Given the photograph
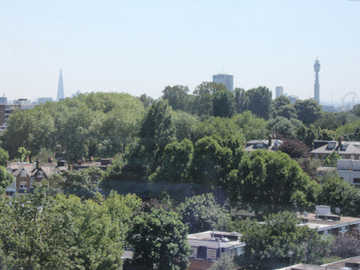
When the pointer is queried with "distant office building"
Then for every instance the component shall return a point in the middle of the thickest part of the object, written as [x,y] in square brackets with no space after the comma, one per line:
[22,101]
[3,100]
[76,94]
[60,94]
[44,100]
[293,98]
[225,79]
[317,84]
[279,90]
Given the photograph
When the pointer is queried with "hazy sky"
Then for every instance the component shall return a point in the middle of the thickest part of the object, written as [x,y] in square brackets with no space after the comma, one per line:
[142,46]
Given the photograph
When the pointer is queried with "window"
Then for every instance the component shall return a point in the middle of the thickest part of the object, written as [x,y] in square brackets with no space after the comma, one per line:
[194,252]
[211,254]
[356,180]
[23,184]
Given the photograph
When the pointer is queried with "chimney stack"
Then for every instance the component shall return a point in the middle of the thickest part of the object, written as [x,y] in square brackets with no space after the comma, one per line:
[37,163]
[340,141]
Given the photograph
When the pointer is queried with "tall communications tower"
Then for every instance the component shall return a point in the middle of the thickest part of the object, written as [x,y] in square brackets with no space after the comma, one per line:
[317,84]
[61,94]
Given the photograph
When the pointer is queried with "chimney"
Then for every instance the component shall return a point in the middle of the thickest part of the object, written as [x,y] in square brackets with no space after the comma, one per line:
[270,141]
[340,141]
[37,163]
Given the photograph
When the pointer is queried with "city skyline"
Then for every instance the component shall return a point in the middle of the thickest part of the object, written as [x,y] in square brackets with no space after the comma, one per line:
[141,47]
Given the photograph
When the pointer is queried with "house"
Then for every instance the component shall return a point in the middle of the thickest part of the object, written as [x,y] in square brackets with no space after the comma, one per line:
[210,245]
[326,223]
[346,149]
[349,170]
[270,144]
[26,174]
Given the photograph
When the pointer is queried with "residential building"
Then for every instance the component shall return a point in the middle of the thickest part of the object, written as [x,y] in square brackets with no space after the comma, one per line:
[346,149]
[326,223]
[349,170]
[26,174]
[225,79]
[210,245]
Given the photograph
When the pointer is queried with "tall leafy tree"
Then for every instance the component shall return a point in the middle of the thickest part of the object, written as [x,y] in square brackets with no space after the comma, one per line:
[156,132]
[177,96]
[203,102]
[210,159]
[203,213]
[283,107]
[224,104]
[308,111]
[159,241]
[269,182]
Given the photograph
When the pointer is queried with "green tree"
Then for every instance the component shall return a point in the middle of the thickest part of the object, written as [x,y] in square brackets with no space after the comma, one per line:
[269,182]
[253,127]
[78,183]
[5,179]
[159,241]
[224,104]
[203,213]
[203,102]
[35,235]
[185,125]
[4,156]
[23,153]
[146,100]
[176,162]
[260,101]
[210,159]
[283,107]
[177,96]
[308,111]
[279,241]
[156,132]
[331,160]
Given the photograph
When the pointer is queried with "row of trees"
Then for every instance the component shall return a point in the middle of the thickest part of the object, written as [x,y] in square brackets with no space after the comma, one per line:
[105,124]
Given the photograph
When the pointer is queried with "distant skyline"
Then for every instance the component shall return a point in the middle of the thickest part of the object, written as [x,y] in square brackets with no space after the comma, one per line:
[142,46]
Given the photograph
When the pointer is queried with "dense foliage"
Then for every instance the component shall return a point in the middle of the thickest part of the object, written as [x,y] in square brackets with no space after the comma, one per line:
[186,147]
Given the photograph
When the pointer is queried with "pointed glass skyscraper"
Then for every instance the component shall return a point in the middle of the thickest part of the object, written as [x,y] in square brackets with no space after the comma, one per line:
[61,94]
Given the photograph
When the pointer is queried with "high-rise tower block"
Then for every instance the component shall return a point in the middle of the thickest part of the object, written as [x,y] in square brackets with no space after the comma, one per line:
[60,94]
[317,84]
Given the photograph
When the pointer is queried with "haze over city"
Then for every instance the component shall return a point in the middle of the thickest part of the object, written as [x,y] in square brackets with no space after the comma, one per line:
[142,46]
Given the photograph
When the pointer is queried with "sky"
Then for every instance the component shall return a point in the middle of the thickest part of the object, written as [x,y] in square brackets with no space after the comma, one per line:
[141,46]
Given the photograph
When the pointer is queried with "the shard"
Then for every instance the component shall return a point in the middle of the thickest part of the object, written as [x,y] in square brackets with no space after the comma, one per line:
[60,95]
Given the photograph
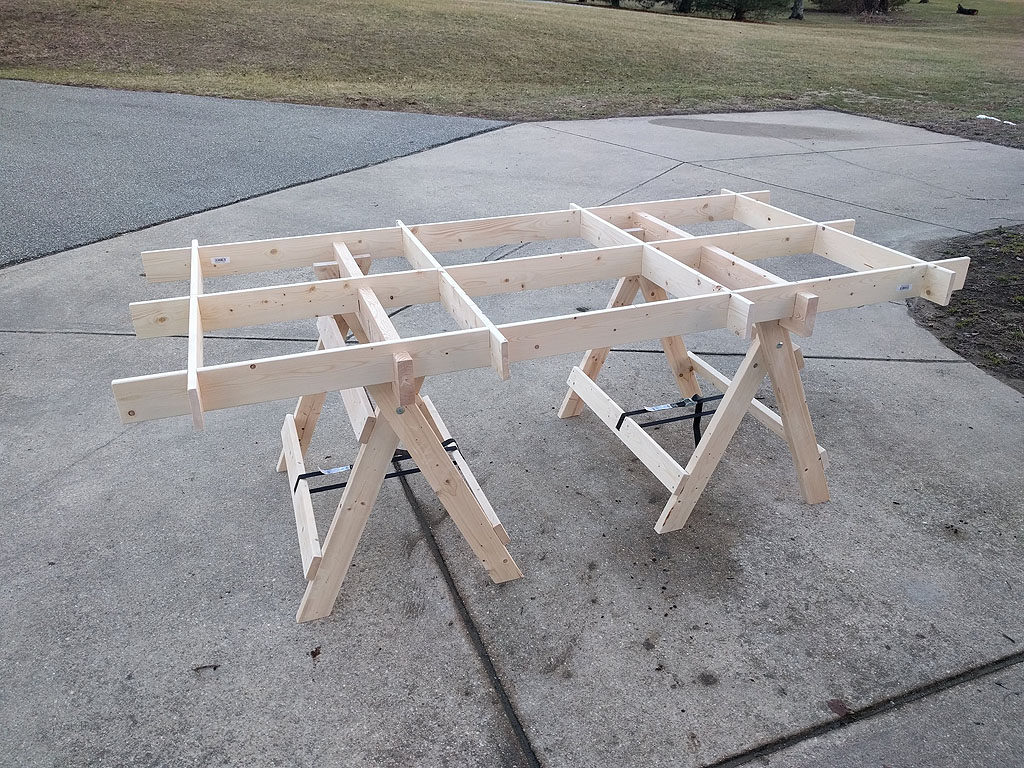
* * * * * * * * *
Aim of the exercise » Locate each line in the listing above that contains the word "distant", treating uppercase and lowercase as different, and copy every such line in full.

Complete output »
When the pointer is queried with "distant office building"
When the pointer is queried with "distant skyline"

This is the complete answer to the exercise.